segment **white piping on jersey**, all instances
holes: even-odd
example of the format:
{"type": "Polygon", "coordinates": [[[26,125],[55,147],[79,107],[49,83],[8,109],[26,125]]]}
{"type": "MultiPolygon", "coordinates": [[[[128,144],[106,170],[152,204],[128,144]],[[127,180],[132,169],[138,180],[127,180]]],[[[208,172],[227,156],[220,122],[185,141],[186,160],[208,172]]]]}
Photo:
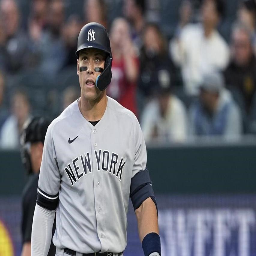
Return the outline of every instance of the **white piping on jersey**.
{"type": "Polygon", "coordinates": [[[59,195],[57,195],[56,197],[48,197],[46,195],[45,195],[43,193],[42,193],[42,192],[41,192],[41,191],[40,191],[38,189],[38,188],[37,189],[37,191],[38,191],[38,192],[39,193],[40,193],[40,194],[41,194],[41,195],[43,196],[44,197],[46,197],[46,198],[48,198],[48,199],[50,199],[52,200],[53,200],[55,199],[56,199],[56,198],[58,198],[58,197],[59,196],[59,195]]]}

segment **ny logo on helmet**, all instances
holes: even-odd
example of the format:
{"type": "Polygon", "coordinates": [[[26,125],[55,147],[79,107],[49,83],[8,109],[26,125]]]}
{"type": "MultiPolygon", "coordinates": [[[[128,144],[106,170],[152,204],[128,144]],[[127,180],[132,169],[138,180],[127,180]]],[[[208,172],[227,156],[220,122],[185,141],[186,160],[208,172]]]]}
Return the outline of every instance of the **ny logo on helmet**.
{"type": "Polygon", "coordinates": [[[94,38],[94,34],[95,34],[95,32],[94,31],[94,30],[93,29],[90,29],[88,32],[88,38],[87,38],[87,41],[92,41],[93,39],[93,41],[95,40],[95,38],[94,38]],[[89,40],[89,38],[90,37],[91,37],[90,38],[90,40],[89,40]]]}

⁂

Could you recast all of the material above as a two-column CSV with the headers task and value? Give one row per entry, with the entry's text under task and its answer under value, each in one quoted field with line breaks turned into spaces and the pictures left out.

task,value
"segment **white piping on jersey**, all instances holes: even-odd example of the format: {""type"": ""Polygon"", ""coordinates"": [[[26,125],[55,147],[79,107],[49,83],[8,109],[26,125]]]} {""type"": ""MultiPolygon"", ""coordinates"": [[[[128,144],[106,170],[152,204],[128,144]],[[127,180],[132,169],[138,180],[127,180]]],[[[208,172],[227,156],[220,122],[185,141],[186,160],[208,172]]]]} Photo: Return the outline of every instance of the **white piping on jersey**.","{""type"": ""Polygon"", ""coordinates"": [[[59,195],[57,195],[56,197],[48,197],[46,195],[45,195],[43,193],[42,193],[42,192],[41,192],[41,191],[40,191],[38,189],[38,188],[37,189],[37,191],[38,191],[38,192],[39,193],[40,193],[40,194],[41,194],[41,195],[43,196],[44,197],[46,197],[46,198],[48,198],[48,199],[50,199],[52,200],[53,200],[55,199],[56,199],[56,198],[58,198],[58,197],[59,196],[59,195]]]}"
"segment **ny logo on helmet**, all instances holes: even-odd example of the format: {""type"": ""Polygon"", ""coordinates"": [[[26,125],[55,147],[79,107],[49,83],[8,109],[26,125]]]} {""type"": ""MultiPolygon"", ""coordinates"": [[[[128,144],[106,170],[152,204],[128,144]],[[127,180],[132,169],[138,180],[127,180]]],[[[208,172],[227,156],[220,122],[185,141],[186,160],[208,172]]]]} Return the outline of every instance of the **ny logo on helmet**.","{""type"": ""Polygon"", ""coordinates"": [[[94,38],[94,34],[95,34],[95,32],[94,31],[94,30],[93,29],[90,29],[88,32],[88,38],[87,38],[87,41],[92,41],[93,39],[93,41],[95,40],[95,38],[94,38]],[[89,40],[89,38],[90,37],[91,37],[90,38],[90,40],[89,40]]]}"